_GIVEN TASK_: Return the records below word for word, with nothing added, dropped, or changed.
··· TASK DATA ···
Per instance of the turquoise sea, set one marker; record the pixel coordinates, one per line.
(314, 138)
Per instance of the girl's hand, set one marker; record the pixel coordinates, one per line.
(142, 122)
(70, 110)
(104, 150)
···
_THE SOLUTION_:
Per instance of the turquoise sea, set one marker; record the pixel coordinates, one per line.
(314, 138)
Per instance of the girl's hand, set one marker; record the pixel coordinates, one per line.
(142, 122)
(70, 110)
(104, 150)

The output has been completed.